Instruction:
Copy the listing below verbatim, from its first line through the line holding "column 555, row 139", inclusive, and leave out the pictures.

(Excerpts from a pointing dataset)
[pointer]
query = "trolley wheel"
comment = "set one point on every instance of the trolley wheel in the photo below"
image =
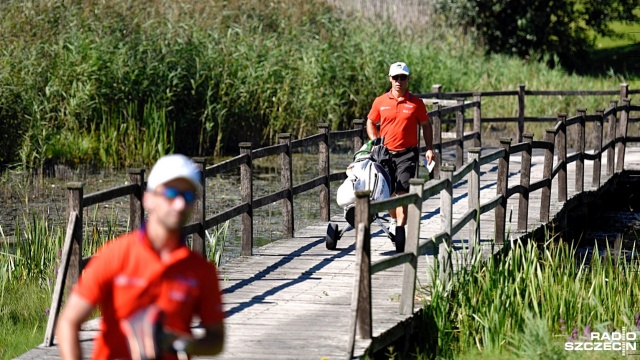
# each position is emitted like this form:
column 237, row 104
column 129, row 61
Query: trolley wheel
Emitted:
column 332, row 237
column 399, row 239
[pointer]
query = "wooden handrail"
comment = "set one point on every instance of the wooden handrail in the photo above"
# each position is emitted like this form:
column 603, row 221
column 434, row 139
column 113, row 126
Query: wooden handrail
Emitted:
column 555, row 139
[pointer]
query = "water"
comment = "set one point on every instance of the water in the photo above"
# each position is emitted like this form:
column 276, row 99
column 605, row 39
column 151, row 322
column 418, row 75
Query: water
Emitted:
column 25, row 197
column 613, row 222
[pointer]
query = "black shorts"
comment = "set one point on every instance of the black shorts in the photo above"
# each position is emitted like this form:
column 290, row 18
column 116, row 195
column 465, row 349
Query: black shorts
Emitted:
column 403, row 168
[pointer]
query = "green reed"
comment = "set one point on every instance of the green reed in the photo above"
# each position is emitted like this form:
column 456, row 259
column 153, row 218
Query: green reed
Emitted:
column 501, row 305
column 199, row 77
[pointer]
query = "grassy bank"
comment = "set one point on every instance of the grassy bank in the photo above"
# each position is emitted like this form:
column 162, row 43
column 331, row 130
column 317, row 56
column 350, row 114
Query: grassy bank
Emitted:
column 117, row 84
column 531, row 302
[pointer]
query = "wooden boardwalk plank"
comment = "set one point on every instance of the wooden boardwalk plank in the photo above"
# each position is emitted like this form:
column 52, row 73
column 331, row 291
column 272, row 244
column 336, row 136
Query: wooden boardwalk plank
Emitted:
column 292, row 299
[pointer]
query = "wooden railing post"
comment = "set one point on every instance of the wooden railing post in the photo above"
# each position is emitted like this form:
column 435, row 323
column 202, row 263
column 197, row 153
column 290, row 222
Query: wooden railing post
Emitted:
column 61, row 280
column 411, row 245
column 437, row 90
column 286, row 182
column 359, row 124
column 474, row 199
column 580, row 146
column 501, row 189
column 323, row 168
column 622, row 136
column 525, row 180
column 446, row 218
column 460, row 134
column 521, row 93
column 561, row 145
column 363, row 259
column 75, row 192
column 436, row 122
column 477, row 121
column 136, row 212
column 624, row 92
column 246, row 194
column 597, row 140
column 199, row 237
column 545, row 197
column 611, row 139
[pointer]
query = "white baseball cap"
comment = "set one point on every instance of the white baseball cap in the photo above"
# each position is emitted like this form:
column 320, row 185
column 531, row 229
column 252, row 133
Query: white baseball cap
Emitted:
column 170, row 167
column 398, row 68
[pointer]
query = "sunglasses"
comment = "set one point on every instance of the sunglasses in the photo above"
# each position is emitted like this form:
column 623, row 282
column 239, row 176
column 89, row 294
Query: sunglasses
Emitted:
column 172, row 193
column 400, row 77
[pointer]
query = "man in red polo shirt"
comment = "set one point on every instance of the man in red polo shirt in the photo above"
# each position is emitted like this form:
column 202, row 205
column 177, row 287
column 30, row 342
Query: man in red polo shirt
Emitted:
column 398, row 114
column 150, row 267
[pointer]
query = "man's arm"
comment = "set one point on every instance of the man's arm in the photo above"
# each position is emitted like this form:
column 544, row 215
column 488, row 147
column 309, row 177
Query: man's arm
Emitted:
column 427, row 134
column 372, row 130
column 75, row 312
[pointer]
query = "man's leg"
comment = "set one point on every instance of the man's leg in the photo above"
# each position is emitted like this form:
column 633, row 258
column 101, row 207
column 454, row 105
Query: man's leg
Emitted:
column 405, row 170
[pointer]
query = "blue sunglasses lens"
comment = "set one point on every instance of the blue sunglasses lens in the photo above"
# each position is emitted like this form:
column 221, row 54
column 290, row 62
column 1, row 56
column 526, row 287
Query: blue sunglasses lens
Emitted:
column 171, row 193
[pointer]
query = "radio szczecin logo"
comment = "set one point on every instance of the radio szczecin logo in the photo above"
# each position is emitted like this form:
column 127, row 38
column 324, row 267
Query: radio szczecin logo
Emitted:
column 622, row 341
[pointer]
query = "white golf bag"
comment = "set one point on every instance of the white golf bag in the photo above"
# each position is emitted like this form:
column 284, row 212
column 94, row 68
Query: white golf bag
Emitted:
column 364, row 174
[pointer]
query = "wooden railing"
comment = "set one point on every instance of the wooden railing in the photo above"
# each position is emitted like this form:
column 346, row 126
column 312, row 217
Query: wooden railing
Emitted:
column 77, row 201
column 555, row 140
column 72, row 262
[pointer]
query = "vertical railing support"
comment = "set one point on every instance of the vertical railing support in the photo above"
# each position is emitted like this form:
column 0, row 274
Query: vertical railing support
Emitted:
column 477, row 120
column 611, row 138
column 501, row 189
column 474, row 199
column 246, row 194
column 198, row 214
column 460, row 134
column 323, row 169
column 363, row 261
column 622, row 136
column 580, row 146
column 624, row 92
column 545, row 197
column 436, row 122
column 525, row 180
column 446, row 218
column 136, row 212
column 61, row 280
column 436, row 89
column 561, row 144
column 286, row 183
column 359, row 139
column 521, row 102
column 75, row 192
column 411, row 245
column 597, row 140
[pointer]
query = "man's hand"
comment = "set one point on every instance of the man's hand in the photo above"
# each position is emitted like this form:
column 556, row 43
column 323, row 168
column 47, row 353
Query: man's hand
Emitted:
column 429, row 156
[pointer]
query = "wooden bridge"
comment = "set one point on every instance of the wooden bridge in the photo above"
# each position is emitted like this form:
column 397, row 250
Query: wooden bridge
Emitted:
column 294, row 299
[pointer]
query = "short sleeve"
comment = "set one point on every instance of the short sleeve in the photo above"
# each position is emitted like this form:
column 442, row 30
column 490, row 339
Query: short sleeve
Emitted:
column 423, row 115
column 97, row 276
column 374, row 113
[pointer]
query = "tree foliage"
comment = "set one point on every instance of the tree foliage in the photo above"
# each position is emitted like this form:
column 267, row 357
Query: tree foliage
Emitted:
column 539, row 28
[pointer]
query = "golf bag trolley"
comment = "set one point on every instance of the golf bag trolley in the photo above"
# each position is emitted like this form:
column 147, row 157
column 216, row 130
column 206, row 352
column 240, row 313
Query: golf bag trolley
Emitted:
column 366, row 172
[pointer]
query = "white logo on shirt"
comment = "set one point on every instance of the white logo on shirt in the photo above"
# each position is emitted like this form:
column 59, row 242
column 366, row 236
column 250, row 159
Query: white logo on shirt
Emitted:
column 124, row 280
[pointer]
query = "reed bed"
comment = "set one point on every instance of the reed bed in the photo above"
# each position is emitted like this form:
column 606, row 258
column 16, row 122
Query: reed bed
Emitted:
column 117, row 84
column 531, row 301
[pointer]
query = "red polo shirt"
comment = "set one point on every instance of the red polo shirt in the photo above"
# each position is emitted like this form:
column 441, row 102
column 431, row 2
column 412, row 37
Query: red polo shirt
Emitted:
column 127, row 275
column 398, row 119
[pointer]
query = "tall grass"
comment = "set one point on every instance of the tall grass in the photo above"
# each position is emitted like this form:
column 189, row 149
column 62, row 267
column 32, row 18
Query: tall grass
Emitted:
column 212, row 74
column 533, row 292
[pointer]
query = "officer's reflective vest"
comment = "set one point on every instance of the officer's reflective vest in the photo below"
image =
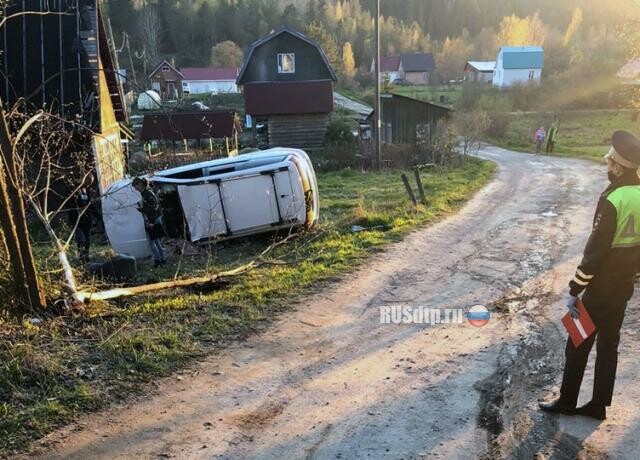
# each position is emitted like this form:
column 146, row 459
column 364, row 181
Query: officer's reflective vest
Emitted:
column 626, row 200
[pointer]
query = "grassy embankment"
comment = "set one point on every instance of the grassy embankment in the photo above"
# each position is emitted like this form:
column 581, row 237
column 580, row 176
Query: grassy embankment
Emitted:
column 582, row 134
column 427, row 93
column 53, row 371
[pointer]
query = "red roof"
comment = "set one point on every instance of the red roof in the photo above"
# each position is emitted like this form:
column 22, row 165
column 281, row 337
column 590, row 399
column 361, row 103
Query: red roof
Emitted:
column 390, row 64
column 209, row 74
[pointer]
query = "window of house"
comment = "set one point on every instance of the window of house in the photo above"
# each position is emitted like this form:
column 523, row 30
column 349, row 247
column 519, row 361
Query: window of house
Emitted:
column 387, row 137
column 423, row 132
column 286, row 63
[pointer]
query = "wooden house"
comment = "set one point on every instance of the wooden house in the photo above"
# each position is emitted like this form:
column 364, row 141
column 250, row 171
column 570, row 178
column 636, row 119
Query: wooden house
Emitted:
column 62, row 62
column 518, row 65
column 197, row 80
column 406, row 120
column 166, row 80
column 479, row 71
column 416, row 68
column 288, row 86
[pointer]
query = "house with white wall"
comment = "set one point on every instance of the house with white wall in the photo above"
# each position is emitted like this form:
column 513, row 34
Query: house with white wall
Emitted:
column 198, row 80
column 518, row 65
column 479, row 71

Solution for this task:
[pointer]
query = "trolley wheel"
comment = "set one point on every instance of the trolley wheel in the photo below"
image =
# each position is emitted like this form:
column 237, row 104
column 129, row 61
Query: trolley wheel
Emitted:
column 332, row 237
column 399, row 239
[pointer]
query = "wooden handrail"
comment = "set one point on every instance of the wooden handrail in the photo above"
# each position is emitted like this form:
column 603, row 221
column 434, row 139
column 113, row 126
Query: wooden handrail
Emitted:
column 555, row 139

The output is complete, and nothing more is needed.